Goal 1:
Reproduce the whole Spotlight review word for word.

Selected excerpt:
::::::::

It’s always a joy to write about a movie you love. Especially one you love instantly. I could feel just moments into the film that Tom McCarthy’s Spotlight was going to hit all the right notes with me.

Before the film began, we were introduced to McCarthy, Rachel McAdams, and birthday boy Michael Keaton. The crowd exploded into a rendition of “Happy Birthday” while the veteran actor did push-ups for us, increasing the level of excitement to fever-pitch.

Spotlight tells the story of the Boston Globe’s uncovering of the colossal scandal surrounding the Catholic Church’s cover-up of child molestation. Walter “Robby” Robinson (Keaton) is the editor of the Spotlight team, a small investigative unit within the Globe that slowly begins to uncover the horrific acts that took place in the Catholic Archdiocese of Massachusetts. Under the new leadership of Boston Globe Editor Marty Baron (played exceptionally well by the great Liev Schreiber), Keaton’s team is advised to focus their story away from the individual predators, and aim straight for the top of the ladder in order to show that it was a systematic issue within the Catholic Church, and not one or two rogue acts by desperate malefactors.

::::::::

Given data:
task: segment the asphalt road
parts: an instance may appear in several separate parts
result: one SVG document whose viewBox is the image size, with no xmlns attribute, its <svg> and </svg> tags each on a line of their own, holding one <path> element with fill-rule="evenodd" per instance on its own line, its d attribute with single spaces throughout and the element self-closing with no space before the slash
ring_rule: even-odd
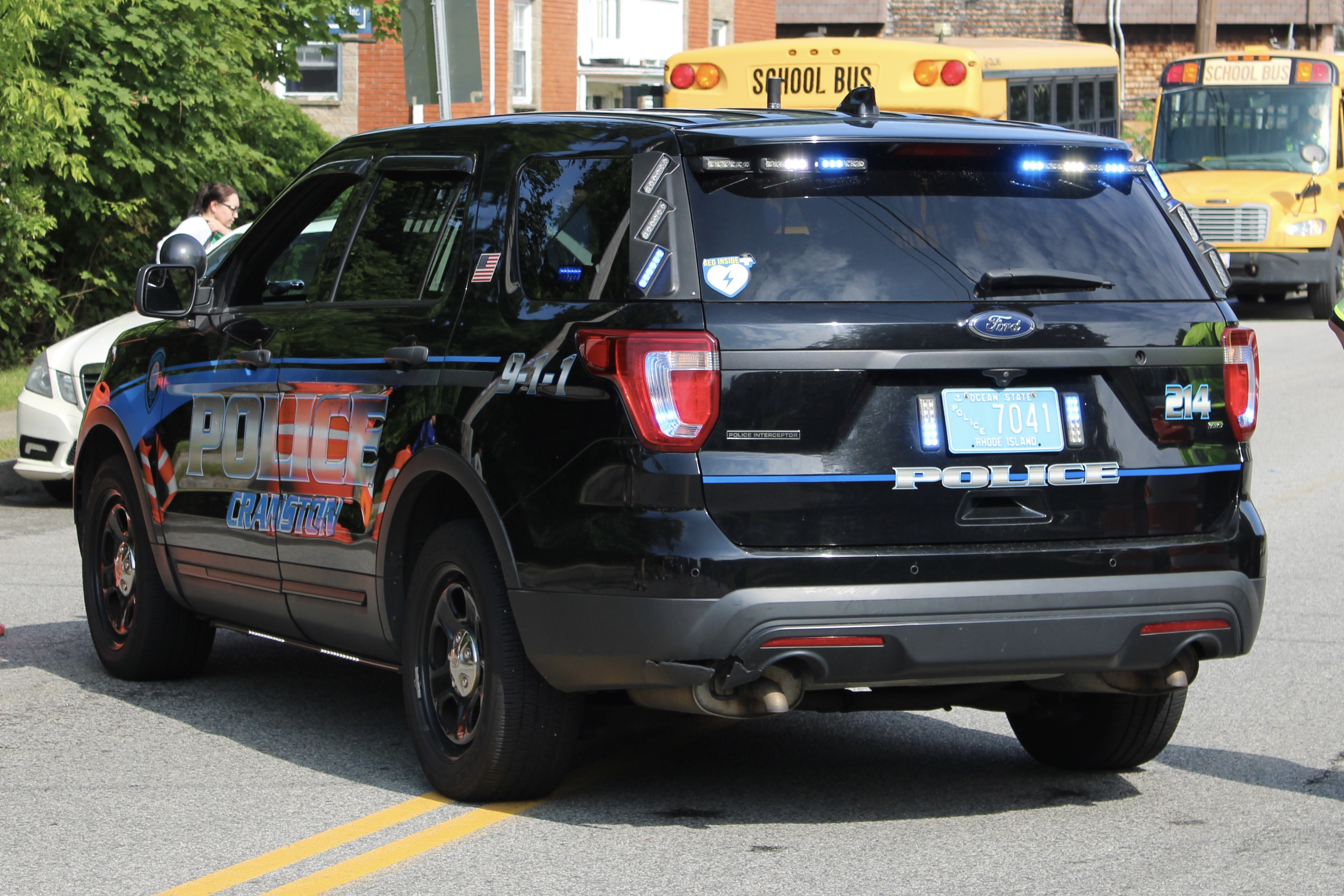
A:
<svg viewBox="0 0 1344 896">
<path fill-rule="evenodd" d="M 8 498 L 0 893 L 1344 892 L 1344 351 L 1301 305 L 1243 313 L 1265 623 L 1250 657 L 1203 666 L 1141 770 L 1044 768 L 970 709 L 599 705 L 550 799 L 417 801 L 395 676 L 223 631 L 199 678 L 110 678 L 69 510 Z"/>
</svg>

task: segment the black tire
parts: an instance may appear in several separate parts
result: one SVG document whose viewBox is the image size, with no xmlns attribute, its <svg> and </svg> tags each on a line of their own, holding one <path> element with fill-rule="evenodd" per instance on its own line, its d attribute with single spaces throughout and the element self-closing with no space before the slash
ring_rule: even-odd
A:
<svg viewBox="0 0 1344 896">
<path fill-rule="evenodd" d="M 559 783 L 583 697 L 556 690 L 528 662 L 478 521 L 448 523 L 425 543 L 402 660 L 411 743 L 434 790 L 488 802 L 540 797 Z"/>
<path fill-rule="evenodd" d="M 120 457 L 93 477 L 79 551 L 89 634 L 108 672 L 132 681 L 200 672 L 215 630 L 164 590 L 130 467 Z"/>
<path fill-rule="evenodd" d="M 70 501 L 74 498 L 74 482 L 70 480 L 43 480 L 42 488 L 47 490 L 47 494 L 56 501 L 56 504 L 63 504 L 70 506 Z"/>
<path fill-rule="evenodd" d="M 1042 695 L 1030 712 L 1008 713 L 1032 759 L 1083 771 L 1133 768 L 1160 754 L 1176 733 L 1185 690 L 1152 697 L 1118 693 Z"/>
<path fill-rule="evenodd" d="M 1331 279 L 1328 283 L 1308 283 L 1306 301 L 1312 306 L 1312 317 L 1324 321 L 1344 298 L 1344 230 L 1335 228 L 1331 240 Z"/>
</svg>

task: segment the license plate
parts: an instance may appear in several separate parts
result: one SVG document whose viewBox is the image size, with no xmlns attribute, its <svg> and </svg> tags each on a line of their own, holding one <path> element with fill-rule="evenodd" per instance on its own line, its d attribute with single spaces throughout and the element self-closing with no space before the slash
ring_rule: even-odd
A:
<svg viewBox="0 0 1344 896">
<path fill-rule="evenodd" d="M 1064 447 L 1059 392 L 1031 390 L 943 390 L 942 416 L 953 454 L 1016 454 Z"/>
</svg>

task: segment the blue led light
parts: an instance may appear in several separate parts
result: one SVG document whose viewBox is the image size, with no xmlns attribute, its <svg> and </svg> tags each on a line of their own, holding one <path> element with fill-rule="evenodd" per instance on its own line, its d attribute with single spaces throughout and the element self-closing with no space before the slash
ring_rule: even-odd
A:
<svg viewBox="0 0 1344 896">
<path fill-rule="evenodd" d="M 649 255 L 649 261 L 644 262 L 644 270 L 640 271 L 640 279 L 636 281 L 640 289 L 648 289 L 649 283 L 653 282 L 653 275 L 659 273 L 659 267 L 663 266 L 663 259 L 667 258 L 668 250 L 661 246 L 653 247 L 653 254 Z"/>
<path fill-rule="evenodd" d="M 1157 173 L 1157 169 L 1153 168 L 1150 163 L 1146 165 L 1146 169 L 1148 169 L 1148 180 L 1153 183 L 1153 188 L 1157 189 L 1157 195 L 1161 196 L 1163 199 L 1169 199 L 1171 193 L 1167 192 L 1167 184 L 1163 183 L 1163 177 L 1161 175 Z"/>
</svg>

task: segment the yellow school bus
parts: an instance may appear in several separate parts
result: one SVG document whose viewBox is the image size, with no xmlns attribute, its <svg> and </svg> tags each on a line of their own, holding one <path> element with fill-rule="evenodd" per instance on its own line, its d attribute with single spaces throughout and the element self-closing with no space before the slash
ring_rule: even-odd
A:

::::::::

Goal 2:
From the listing, quote the lines that start with the line containing "task: segment the black tire" and end with the line containing "120 457 L 93", including both of those lines.

Correct result 1:
It’s always a joy to write about a movie you love. Especially one you love instantly. I could feel just moments into the film that Tom McCarthy’s Spotlight was going to hit all the right notes with me.

Before the film began, we were introduced to McCarthy, Rachel McAdams, and birthday boy Michael Keaton. The crowd exploded into a rendition of “Happy Birthday” while the veteran actor did push-ups for us, increasing the level of excitement to fever-pitch.

Spotlight tells the story of the Boston Globe’s uncovering of the colossal scandal surrounding the Catholic Church’s cover-up of child molestation. Walter “Robby” Robinson (Keaton) is the editor of the Spotlight team, a small investigative unit within the Globe that slowly begins to uncover the horrific acts that took place in the Catholic Archdiocese of Massachusetts. Under the new leadership of Boston Globe Editor Marty Baron (played exceptionally well by the great Liev Schreiber), Keaton’s team is advised to focus their story away from the individual predators, and aim straight for the top of the ladder in order to show that it was a systematic issue within the Catholic Church, and not one or two rogue acts by desperate malefactors.

Correct result 2:
task: segment the black tire
parts: an instance may appear in several separate parts
result: one SVG document whose viewBox is the image size, with no xmlns attribute, its <svg> and </svg> tags each on a line of their own, holding one <path> element with fill-rule="evenodd" per instance on its own line, its d attribute with single spaces throughout and the element self-closing with no space before the slash
ring_rule: even-odd
A:
<svg viewBox="0 0 1344 896">
<path fill-rule="evenodd" d="M 559 783 L 583 697 L 556 690 L 528 662 L 478 521 L 448 523 L 425 543 L 402 660 L 411 743 L 434 790 L 488 802 L 540 797 Z"/>
<path fill-rule="evenodd" d="M 120 457 L 93 477 L 79 551 L 89 634 L 108 672 L 132 681 L 200 672 L 215 630 L 164 590 L 130 467 Z"/>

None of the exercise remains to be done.